## Exercise details
Reproduce every one of the following records line for line, changing nothing.

+ + + + +

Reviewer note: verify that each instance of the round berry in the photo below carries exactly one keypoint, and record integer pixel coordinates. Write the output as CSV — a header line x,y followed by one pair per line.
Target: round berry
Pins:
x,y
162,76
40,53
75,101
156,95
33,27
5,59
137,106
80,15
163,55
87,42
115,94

+ + + + +

## Task solution
Reviewer note: verify that each instance of the round berry in the photo below carries exactly one keypoint, and record integer pixel coordinates. Write the output as CSV — a header line x,y followed by one pair per line.
Target: round berry
Pins:
x,y
162,76
40,53
75,101
156,95
33,27
5,59
137,106
80,15
163,55
87,42
115,94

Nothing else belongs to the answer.